_WHAT IS REQUIRED:_
Print every line of the listing exactly, please.

_INPUT DATA:_
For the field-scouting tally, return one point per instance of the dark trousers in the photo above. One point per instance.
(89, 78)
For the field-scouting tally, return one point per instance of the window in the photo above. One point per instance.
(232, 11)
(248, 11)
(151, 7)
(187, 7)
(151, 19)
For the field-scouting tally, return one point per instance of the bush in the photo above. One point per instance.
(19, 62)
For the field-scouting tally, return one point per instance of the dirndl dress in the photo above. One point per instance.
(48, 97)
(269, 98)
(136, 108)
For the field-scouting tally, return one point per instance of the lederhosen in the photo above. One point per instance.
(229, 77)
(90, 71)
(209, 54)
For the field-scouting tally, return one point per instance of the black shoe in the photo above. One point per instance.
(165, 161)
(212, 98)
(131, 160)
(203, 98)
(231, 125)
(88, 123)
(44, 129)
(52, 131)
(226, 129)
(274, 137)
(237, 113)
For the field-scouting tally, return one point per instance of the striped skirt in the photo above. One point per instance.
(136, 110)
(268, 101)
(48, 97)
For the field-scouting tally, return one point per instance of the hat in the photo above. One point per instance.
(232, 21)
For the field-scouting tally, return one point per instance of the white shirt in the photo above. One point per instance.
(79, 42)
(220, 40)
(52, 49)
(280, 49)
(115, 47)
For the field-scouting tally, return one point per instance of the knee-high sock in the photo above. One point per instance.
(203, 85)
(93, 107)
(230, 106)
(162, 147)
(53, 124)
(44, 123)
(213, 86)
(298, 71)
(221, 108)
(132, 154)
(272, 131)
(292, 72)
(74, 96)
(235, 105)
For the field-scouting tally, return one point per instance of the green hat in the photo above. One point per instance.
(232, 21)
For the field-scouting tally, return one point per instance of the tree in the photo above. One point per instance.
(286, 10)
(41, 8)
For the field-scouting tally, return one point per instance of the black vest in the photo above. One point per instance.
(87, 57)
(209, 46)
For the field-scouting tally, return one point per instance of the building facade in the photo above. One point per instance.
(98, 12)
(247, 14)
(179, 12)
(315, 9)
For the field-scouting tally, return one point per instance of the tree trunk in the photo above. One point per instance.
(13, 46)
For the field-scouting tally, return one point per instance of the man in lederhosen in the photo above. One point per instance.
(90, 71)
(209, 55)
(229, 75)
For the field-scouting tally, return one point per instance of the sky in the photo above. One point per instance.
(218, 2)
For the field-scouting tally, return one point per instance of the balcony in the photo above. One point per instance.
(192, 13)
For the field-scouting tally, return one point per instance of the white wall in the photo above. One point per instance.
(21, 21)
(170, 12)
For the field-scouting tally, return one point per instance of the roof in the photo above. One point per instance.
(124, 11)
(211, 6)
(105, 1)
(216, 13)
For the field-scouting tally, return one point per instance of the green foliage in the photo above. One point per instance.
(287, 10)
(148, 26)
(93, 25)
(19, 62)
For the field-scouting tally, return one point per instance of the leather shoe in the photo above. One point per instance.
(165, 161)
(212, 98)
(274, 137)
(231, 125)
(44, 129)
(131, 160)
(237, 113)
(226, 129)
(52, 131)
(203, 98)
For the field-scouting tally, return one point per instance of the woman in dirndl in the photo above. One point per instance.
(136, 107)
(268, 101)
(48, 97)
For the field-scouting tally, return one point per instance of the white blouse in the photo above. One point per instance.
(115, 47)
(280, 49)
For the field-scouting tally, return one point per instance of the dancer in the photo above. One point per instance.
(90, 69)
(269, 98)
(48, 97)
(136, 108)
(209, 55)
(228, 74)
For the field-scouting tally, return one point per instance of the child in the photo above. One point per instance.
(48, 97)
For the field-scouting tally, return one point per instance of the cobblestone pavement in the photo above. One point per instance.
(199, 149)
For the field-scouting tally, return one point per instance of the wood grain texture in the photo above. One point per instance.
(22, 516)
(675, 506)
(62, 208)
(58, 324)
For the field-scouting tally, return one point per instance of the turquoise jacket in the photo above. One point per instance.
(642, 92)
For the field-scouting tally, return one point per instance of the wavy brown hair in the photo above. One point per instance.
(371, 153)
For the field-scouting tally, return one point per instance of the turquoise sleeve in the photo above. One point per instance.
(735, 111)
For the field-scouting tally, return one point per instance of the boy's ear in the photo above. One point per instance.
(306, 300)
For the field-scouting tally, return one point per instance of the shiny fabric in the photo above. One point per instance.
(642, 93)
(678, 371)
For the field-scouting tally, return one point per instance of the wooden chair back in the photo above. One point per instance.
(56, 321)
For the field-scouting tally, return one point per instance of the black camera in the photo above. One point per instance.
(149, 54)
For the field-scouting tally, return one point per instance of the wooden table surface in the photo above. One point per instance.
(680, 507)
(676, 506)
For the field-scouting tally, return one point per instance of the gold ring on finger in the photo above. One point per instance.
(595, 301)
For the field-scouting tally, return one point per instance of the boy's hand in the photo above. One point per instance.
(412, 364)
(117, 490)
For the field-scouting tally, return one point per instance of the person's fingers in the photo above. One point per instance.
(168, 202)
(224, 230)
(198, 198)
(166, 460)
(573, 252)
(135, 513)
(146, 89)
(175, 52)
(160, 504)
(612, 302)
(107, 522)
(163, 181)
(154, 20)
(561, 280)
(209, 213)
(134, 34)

_RESPONSE:_
For the field-scouting tally, return one point per instance of the dark trousers in the photo above. One point per instance.
(89, 78)
For the field-scouting tally, return one point per instance of the window in the photo above. One point per instance.
(232, 11)
(248, 11)
(151, 7)
(187, 7)
(151, 19)
For the field-scouting tally, return one point per instance of the bush in the photo above. One point per instance.
(19, 62)
For the field-scouting tally, return one point per instance of the dirndl dress in the photo above. One point per instance.
(48, 97)
(269, 98)
(136, 108)
For the field-scouting tally, return one point per instance of the lederhosen in the photo above. One point per instance.
(229, 77)
(90, 71)
(209, 54)
For the field-scouting tally, return one point per instance of the black shoe in the photo above. One point per instance.
(165, 161)
(212, 98)
(131, 160)
(203, 98)
(231, 125)
(88, 123)
(44, 129)
(52, 131)
(226, 129)
(274, 137)
(237, 113)
For the field-scouting tally, return one point per instance of the striped skirt in the photo above. One point per instance.
(136, 110)
(268, 101)
(48, 97)
For the field-scouting tally, return one point per instance of the hat in the photo above. One point per instance.
(232, 21)
For the field-scouting tally, return one point per instance of the white shirt in the photo above. One point per instance.
(79, 42)
(220, 40)
(52, 49)
(280, 49)
(115, 47)
For the field-scouting tally, return one point per instance of the knee-high sock in the photo above. One point per instance.
(203, 85)
(93, 107)
(230, 106)
(162, 147)
(53, 124)
(44, 123)
(213, 86)
(298, 71)
(221, 108)
(132, 154)
(272, 131)
(292, 72)
(74, 96)
(235, 105)
For the field-scouting tally, return one point per instance of the green hat in the photo above. One point per instance.
(232, 21)
For the field-scouting tally, return one point per instance of the tree in the photo above. One point per instance.
(286, 10)
(41, 8)
For the field-scouting tally, return one point per instance of the black vest in the photo above. One point per instance.
(87, 57)
(209, 46)
For the field-scouting tally, return one point per instance of the building facade in the photo above. One point per instance.
(98, 12)
(247, 14)
(179, 12)
(315, 9)
For the field-scouting tally, return one point per instance of the tree trunk in the photo above. One point per instance.
(13, 46)
For the field-scouting tally, return one point per instance of the man in lederhosen in the photo above. One point per instance.
(90, 71)
(209, 55)
(229, 75)
For the field-scouting tally, return one point per instance of the sky in the photo above. One point per instance.
(218, 2)
For the field-scouting tally, return one point per instance of the balcony in the photo above. One point per instance.
(192, 13)
For the field-scouting tally, return one point per instance of the white wall in the photo above. One point per instance.
(21, 21)
(170, 12)
For the field-scouting tally, return one point per instance of the roof in the photo above. One point per instance.
(124, 11)
(211, 6)
(105, 1)
(216, 13)
For the field-scouting tally, return one point per instance of the green foliage in the photo above. One point per instance.
(287, 10)
(148, 26)
(93, 25)
(19, 62)
For the field-scouting tally, return one point per instance of the leather shoe in the photo above. One point per instance.
(165, 161)
(212, 98)
(274, 137)
(231, 125)
(44, 129)
(131, 160)
(237, 113)
(226, 129)
(52, 131)
(203, 98)
For the field-scouting tally, return one point per instance of the woman in dirndl in the photo above. One point per instance.
(136, 107)
(268, 101)
(48, 97)
For the field-scouting tally, return one point per instance of the white blouse in the photo above. One point per instance.
(115, 47)
(280, 49)
For the field-scouting tally, return one point per instance of the dancer in the photo above. One point per instance.
(90, 69)
(269, 98)
(48, 97)
(136, 108)
(209, 55)
(228, 74)
For the field-scouting tally, return one point per instance of the child in the photo above. One point per instance.
(48, 97)
For the field-scouting tally, return one point per instance of the cobblestone pavement in the photo above. One point per instance.
(199, 149)
For the field-scouting tally, return one point per instance of the wood grain texture in the photo above. One point per instance.
(22, 516)
(675, 506)
(62, 208)
(58, 324)
For the field-scouting tally, return one point per instance of the turquoise jacket in the photo above. One point per instance.
(642, 92)
For the field-scouting tally, return one point per instance of the wavy brown hair in the photo above. One point per instance.
(371, 153)
For the field-scouting tally, return one point per instance of the turquoise sleeve in the photo above. One point per instance.
(735, 111)
For the field-scouting tally, return one point per instance of the boy's ear in the photo above. One point per instance.
(306, 300)
For the field-scouting tally, return one point per instance of the shiny fabric in the photo above. One point per instance.
(642, 93)
(678, 371)
For the field-scouting tally, return one point per instance of the wooden chair back in the photo above. One point per instance.
(56, 321)
For the field-scouting tally, return one point per instance of the black camera in the photo above. One point per instance.
(149, 54)
For the field-scouting tally, return one point per instance of the wooden table surface in the photo above. One point per instance.
(680, 507)
(676, 506)
For the field-scouting tally, return one point per instance of the gold ring on finger in the photo above. One point per instance.
(595, 301)
For the field-scouting tally, return one point per instance of the boy's hand in the photo above. One point per instance.
(412, 364)
(117, 490)
For the field-scouting tally, return one point per instance of the person's fingers in the photo above. One point per instance.
(168, 202)
(224, 230)
(198, 198)
(166, 460)
(573, 252)
(135, 513)
(146, 89)
(175, 52)
(160, 504)
(612, 302)
(107, 522)
(163, 181)
(154, 20)
(561, 280)
(209, 213)
(134, 34)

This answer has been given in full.